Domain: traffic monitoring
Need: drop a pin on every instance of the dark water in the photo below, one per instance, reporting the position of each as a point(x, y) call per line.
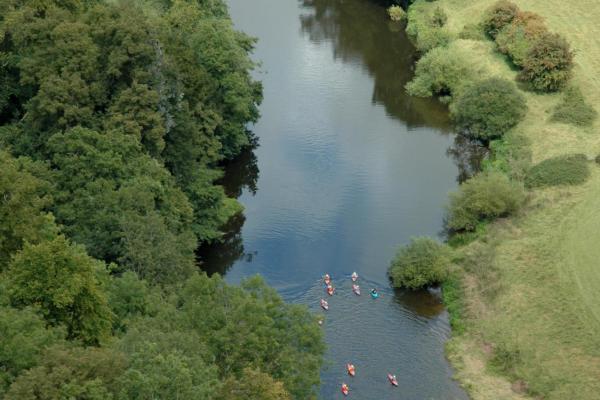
point(348, 168)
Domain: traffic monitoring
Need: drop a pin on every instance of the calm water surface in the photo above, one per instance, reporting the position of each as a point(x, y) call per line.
point(347, 169)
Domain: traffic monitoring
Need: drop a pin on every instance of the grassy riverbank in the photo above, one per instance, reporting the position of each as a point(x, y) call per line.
point(531, 313)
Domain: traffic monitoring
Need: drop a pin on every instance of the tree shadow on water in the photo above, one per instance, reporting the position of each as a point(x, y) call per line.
point(360, 32)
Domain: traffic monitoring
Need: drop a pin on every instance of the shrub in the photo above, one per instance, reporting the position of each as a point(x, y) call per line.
point(484, 197)
point(439, 72)
point(423, 262)
point(498, 16)
point(424, 27)
point(548, 64)
point(570, 169)
point(573, 109)
point(517, 39)
point(439, 17)
point(396, 13)
point(489, 108)
point(472, 32)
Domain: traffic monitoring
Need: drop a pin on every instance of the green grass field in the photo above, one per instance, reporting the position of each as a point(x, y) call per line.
point(532, 287)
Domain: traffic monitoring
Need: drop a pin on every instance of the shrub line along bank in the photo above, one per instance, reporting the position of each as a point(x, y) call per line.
point(467, 71)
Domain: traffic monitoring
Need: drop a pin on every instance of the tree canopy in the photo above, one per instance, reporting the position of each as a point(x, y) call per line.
point(115, 120)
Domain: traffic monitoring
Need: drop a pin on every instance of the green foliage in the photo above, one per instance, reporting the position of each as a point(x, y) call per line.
point(70, 373)
point(517, 39)
point(25, 199)
point(24, 337)
point(574, 109)
point(128, 298)
point(510, 155)
point(570, 169)
point(453, 296)
point(548, 65)
point(254, 385)
point(66, 284)
point(396, 13)
point(488, 109)
point(472, 32)
point(486, 196)
point(122, 205)
point(172, 79)
point(426, 26)
point(421, 263)
point(498, 16)
point(441, 71)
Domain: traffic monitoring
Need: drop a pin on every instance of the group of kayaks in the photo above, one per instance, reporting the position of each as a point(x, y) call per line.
point(355, 288)
point(350, 369)
point(352, 372)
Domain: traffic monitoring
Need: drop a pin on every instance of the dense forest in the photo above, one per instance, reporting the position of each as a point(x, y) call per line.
point(114, 120)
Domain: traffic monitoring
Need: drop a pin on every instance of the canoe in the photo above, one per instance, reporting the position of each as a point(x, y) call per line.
point(330, 290)
point(345, 389)
point(351, 370)
point(325, 305)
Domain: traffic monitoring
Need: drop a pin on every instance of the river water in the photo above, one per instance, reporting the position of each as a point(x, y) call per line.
point(348, 168)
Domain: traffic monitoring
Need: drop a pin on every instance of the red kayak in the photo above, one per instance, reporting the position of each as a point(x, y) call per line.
point(345, 389)
point(351, 370)
point(325, 305)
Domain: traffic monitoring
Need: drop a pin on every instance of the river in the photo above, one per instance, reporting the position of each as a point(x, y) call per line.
point(347, 169)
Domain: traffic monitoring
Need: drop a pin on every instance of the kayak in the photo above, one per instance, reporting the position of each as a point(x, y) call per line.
point(345, 389)
point(350, 369)
point(325, 305)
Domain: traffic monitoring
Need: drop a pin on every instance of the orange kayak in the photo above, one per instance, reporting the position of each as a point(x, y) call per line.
point(325, 305)
point(345, 389)
point(351, 370)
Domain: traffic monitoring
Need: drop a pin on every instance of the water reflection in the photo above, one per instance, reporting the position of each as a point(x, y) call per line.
point(219, 256)
point(424, 303)
point(338, 21)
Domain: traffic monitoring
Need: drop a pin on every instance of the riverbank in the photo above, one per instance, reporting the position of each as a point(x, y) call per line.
point(530, 316)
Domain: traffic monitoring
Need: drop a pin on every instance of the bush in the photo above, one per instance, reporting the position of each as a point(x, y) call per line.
point(517, 39)
point(498, 16)
point(424, 27)
point(574, 110)
point(423, 262)
point(439, 17)
point(484, 197)
point(440, 72)
point(472, 32)
point(396, 13)
point(548, 64)
point(489, 108)
point(570, 169)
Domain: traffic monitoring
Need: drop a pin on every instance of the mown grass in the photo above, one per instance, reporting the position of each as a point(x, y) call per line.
point(531, 307)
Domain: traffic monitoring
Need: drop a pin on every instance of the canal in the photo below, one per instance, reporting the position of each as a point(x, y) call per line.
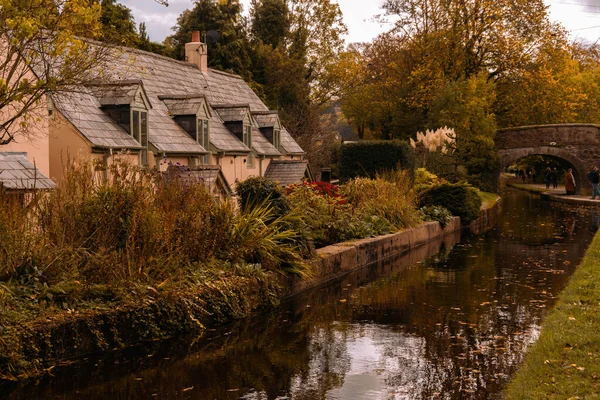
point(451, 320)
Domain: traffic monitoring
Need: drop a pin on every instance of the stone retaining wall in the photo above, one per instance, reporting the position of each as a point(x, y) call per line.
point(337, 260)
point(487, 219)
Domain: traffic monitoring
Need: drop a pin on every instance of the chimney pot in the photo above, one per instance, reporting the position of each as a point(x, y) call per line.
point(195, 36)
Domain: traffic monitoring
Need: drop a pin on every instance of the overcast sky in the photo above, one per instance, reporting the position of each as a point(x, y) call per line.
point(576, 15)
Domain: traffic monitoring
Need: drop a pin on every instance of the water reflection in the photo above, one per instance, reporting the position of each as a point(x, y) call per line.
point(452, 325)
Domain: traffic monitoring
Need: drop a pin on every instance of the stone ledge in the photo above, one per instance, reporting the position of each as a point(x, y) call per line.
point(337, 260)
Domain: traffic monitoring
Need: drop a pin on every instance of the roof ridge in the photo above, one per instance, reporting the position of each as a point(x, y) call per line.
point(218, 71)
point(233, 105)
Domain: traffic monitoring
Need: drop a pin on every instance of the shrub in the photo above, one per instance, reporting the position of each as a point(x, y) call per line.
point(460, 199)
point(367, 158)
point(327, 219)
point(258, 190)
point(424, 177)
point(436, 213)
point(388, 196)
point(139, 227)
point(18, 237)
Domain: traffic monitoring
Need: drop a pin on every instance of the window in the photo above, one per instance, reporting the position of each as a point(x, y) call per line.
point(135, 126)
point(276, 138)
point(203, 136)
point(204, 139)
point(139, 131)
point(144, 136)
point(248, 142)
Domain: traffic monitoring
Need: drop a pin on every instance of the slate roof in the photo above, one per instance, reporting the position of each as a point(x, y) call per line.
point(267, 119)
point(224, 88)
point(82, 109)
point(289, 144)
point(261, 144)
point(223, 139)
point(185, 106)
point(18, 173)
point(163, 77)
point(231, 113)
point(117, 94)
point(287, 172)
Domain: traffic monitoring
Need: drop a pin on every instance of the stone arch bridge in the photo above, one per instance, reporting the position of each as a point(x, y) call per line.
point(578, 144)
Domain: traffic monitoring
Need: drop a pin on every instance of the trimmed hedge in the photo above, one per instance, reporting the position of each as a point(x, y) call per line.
point(460, 199)
point(367, 158)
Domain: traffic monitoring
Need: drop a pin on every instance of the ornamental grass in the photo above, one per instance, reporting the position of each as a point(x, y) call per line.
point(131, 225)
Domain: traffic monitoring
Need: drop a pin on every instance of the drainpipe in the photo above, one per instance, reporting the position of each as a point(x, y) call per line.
point(107, 155)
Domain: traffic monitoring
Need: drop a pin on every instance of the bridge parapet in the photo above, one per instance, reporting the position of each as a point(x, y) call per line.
point(578, 144)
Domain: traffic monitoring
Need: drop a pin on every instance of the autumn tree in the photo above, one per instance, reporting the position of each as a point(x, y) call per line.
point(270, 22)
point(41, 52)
point(232, 51)
point(118, 25)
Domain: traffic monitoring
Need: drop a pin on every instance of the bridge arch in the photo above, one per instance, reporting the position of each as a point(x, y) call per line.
point(577, 144)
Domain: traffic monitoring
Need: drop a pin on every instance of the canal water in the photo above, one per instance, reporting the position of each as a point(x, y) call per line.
point(451, 320)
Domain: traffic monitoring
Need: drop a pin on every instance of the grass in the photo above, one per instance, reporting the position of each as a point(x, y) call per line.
point(526, 187)
point(565, 362)
point(487, 199)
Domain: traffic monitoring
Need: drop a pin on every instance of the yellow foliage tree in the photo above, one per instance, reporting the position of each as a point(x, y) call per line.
point(42, 52)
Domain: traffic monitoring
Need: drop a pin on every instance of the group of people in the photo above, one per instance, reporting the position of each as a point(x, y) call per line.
point(551, 177)
point(594, 177)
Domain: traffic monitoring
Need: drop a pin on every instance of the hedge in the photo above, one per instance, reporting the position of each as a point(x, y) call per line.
point(367, 158)
point(461, 199)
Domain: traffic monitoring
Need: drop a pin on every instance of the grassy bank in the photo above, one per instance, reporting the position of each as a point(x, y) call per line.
point(565, 361)
point(99, 264)
point(525, 187)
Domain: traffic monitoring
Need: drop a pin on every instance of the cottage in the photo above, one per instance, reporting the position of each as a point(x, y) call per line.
point(156, 111)
point(19, 177)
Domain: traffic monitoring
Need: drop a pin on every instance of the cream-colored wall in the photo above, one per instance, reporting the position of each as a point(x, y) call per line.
point(264, 165)
point(234, 168)
point(65, 143)
point(161, 163)
point(33, 137)
point(34, 140)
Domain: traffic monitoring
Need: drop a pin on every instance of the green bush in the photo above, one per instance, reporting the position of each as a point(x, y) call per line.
point(388, 196)
point(367, 158)
point(436, 213)
point(258, 190)
point(460, 199)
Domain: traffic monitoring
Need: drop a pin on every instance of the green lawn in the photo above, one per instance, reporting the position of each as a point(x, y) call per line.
point(527, 187)
point(565, 362)
point(487, 199)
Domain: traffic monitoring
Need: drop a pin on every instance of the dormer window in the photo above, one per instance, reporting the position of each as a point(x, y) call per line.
point(270, 127)
point(193, 115)
point(203, 137)
point(126, 103)
point(247, 138)
point(276, 138)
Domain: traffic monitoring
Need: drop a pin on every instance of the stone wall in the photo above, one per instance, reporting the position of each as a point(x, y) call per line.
point(578, 144)
point(337, 260)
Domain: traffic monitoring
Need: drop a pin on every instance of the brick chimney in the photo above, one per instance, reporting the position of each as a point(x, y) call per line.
point(196, 52)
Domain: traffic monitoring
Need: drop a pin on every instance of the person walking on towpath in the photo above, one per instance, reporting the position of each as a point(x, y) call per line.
point(548, 177)
point(570, 182)
point(594, 177)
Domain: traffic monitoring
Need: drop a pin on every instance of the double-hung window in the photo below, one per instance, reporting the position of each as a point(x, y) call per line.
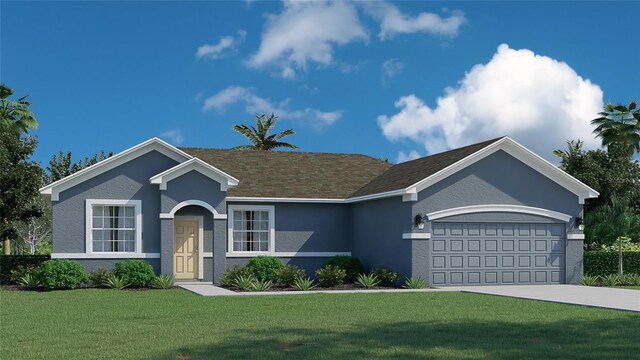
point(114, 226)
point(251, 228)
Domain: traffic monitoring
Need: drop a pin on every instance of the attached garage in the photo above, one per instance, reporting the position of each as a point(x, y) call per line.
point(496, 253)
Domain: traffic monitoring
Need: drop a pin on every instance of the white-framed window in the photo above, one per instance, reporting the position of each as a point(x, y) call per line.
point(251, 229)
point(114, 226)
______
■ **EXERCISE REQUIREMENTS**: Count the lines in the material above that contain the string "canal", and reply with that number alone.

■ **SOLUTION FOR THIS EXERCISE**: 2